Gabriel Núñez del Prado (Lima, 1988), escritor peruano radicado en Londres, articula una poética que interpela lo urbano, lo blanco y lo centralizado, escribiendo desde una marginalidad múltiple: lingüística —quechua, inglés, latín—, cultural —hibridación andina-europea— y editorial —tiraje artesanal—. Tanto que la aparición de su novela Cristóbal, impresa en Londres, en una editorial de escasa circulación y un tiraje de solo 201 ejemplares numerados, es un dato fundacional. El texto elude el centro y lo subvierte mediante una cartografía insurrecta: Londres, el quechua como lengua franca y secreta, lo virreinal como palimpsesto barroco, lo neoplatónico como vector de sentido y una Lima espectral, no oficial, que se revela en la entrelínea como contracapital de lo sensible. El libro es un rizoma subterráneo, un códice esotérico que cifra su saber en la opacidad, una escritura gnóstica cuyo núcleo está atravesado por la hermenéutica simbólica de la religiosidad andina. El autor, filólogo y lector en siete idiomas, gira epistemológicamente para subvertir la hegemonía del monolingüismo colonial.

• EJERCICIO:
Retoma el texto sobre la novela Cristóbal y prosíguelo a partir de su última oración. Los ítems no guardan relación con el texto sobre la novela Cristóbal.

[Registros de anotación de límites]
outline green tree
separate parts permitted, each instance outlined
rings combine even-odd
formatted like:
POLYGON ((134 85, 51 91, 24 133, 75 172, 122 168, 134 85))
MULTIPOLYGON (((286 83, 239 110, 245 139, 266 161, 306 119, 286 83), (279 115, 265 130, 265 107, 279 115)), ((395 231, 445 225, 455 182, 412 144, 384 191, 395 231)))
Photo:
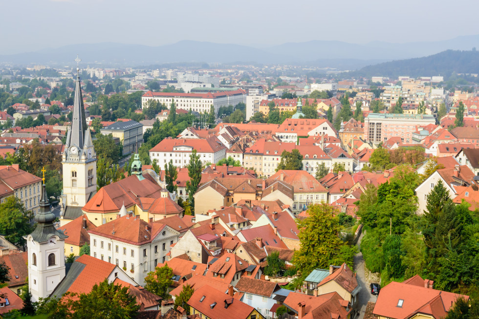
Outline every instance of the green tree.
POLYGON ((113 164, 111 161, 104 156, 98 158, 96 167, 96 189, 125 178, 124 171, 118 164, 113 164))
POLYGON ((90 245, 88 244, 88 243, 85 243, 85 244, 80 249, 79 255, 81 256, 84 255, 90 255, 90 245))
POLYGON ((292 262, 304 276, 317 268, 328 267, 345 245, 339 237, 340 227, 334 210, 327 204, 314 205, 308 209, 307 217, 296 222, 301 245, 292 262))
POLYGON ((173 284, 173 270, 167 263, 163 267, 155 267, 154 271, 148 273, 145 277, 145 289, 151 293, 168 299, 170 286, 173 284))
POLYGON ((439 109, 437 110, 437 120, 440 121, 441 119, 446 116, 447 114, 447 109, 446 108, 446 104, 441 103, 439 106, 439 109))
POLYGON ((392 108, 392 111, 391 113, 394 114, 402 114, 404 111, 402 109, 402 98, 399 97, 396 102, 395 105, 392 108))
POLYGON ((245 120, 246 115, 240 110, 235 110, 230 116, 230 121, 232 123, 242 123, 245 120))
POLYGON ((65 263, 67 264, 71 264, 73 262, 75 261, 75 254, 70 254, 66 257, 66 260, 65 260, 65 263))
POLYGON ((264 114, 261 112, 257 112, 249 119, 249 121, 254 121, 257 123, 265 123, 267 119, 264 118, 264 114))
POLYGON ((344 164, 341 163, 335 163, 333 165, 333 172, 337 174, 340 171, 344 171, 346 170, 344 167, 344 164))
POLYGON ((128 289, 105 279, 88 294, 67 292, 60 299, 42 300, 37 314, 47 315, 50 319, 132 319, 136 318, 140 306, 128 289))
POLYGON ((170 106, 170 114, 168 114, 168 122, 175 125, 176 124, 176 105, 174 104, 174 99, 172 99, 171 105, 170 106))
POLYGON ((0 234, 11 243, 23 246, 23 236, 33 230, 29 222, 32 217, 18 197, 7 197, 0 204, 0 234))
POLYGON ((190 180, 186 181, 186 192, 188 194, 188 202, 195 207, 195 198, 193 195, 196 192, 201 181, 202 165, 196 150, 194 149, 190 155, 190 163, 188 165, 188 176, 190 180))
POLYGON ((165 183, 166 184, 166 189, 171 193, 176 191, 178 188, 175 185, 177 178, 176 168, 173 165, 173 160, 170 160, 170 162, 165 164, 165 183))
POLYGON ((291 152, 283 150, 281 153, 281 161, 276 168, 276 171, 280 170, 301 170, 303 169, 303 155, 297 149, 291 152))
POLYGON ((193 295, 195 290, 188 283, 183 286, 183 289, 174 299, 174 309, 181 307, 186 310, 186 314, 190 315, 190 307, 188 305, 188 300, 193 295))
POLYGON ((314 177, 316 177, 316 179, 319 180, 327 175, 329 172, 329 170, 326 167, 326 164, 324 162, 322 162, 321 164, 318 165, 316 168, 316 173, 314 177))
POLYGON ((391 163, 389 152, 382 147, 374 149, 369 159, 373 170, 384 170, 391 163))
POLYGON ((93 141, 93 147, 97 157, 105 157, 112 163, 117 163, 121 157, 119 145, 115 143, 111 134, 104 135, 98 134, 93 141))
POLYGON ((327 118, 327 120, 329 121, 329 123, 332 124, 333 123, 333 108, 329 105, 329 107, 327 109, 327 111, 326 113, 326 117, 327 118))
POLYGON ((456 121, 454 121, 454 126, 456 127, 464 126, 464 104, 462 101, 459 102, 459 106, 456 112, 456 121))
POLYGON ((264 275, 267 276, 276 276, 280 271, 285 267, 284 261, 280 259, 279 252, 273 252, 266 257, 268 265, 264 267, 264 275))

• RESULTADO:
Si la novela limeña tradicional está anclada en el castellano estándar y en los protocolos de la mímesis realista, Cristóbal desplaza el centro normativo de la lengua y reconfigura el campo literario como espacio de fricción. La lengua es un campo de batalla entre lo visible y lo oculto, la herencia y la invención, la violencia del archivo y la potencia de la oralidad. Si el castellano hegemónico es del control y la claridad, Cristóbal responde con una poética del entre-lenguas que recuerda “el tercer espacio” de Homi Bhabha: lugar de hibridez donde la identidad, lejos de estabilizarse, se negocia en un vaivén interminable entre lenguas, códigos y mundos simbólicos. En esta clave, el quechua no es inserción identitaria, es insurgencia semántica. El latín tampoco opera como nostalgia erudita, es una arqueología de sentidos cifrados. Y el inglés, lengua imperial contemporánea, se pliega al código para ser resemantizado desde una periferia que ya no es sumisa.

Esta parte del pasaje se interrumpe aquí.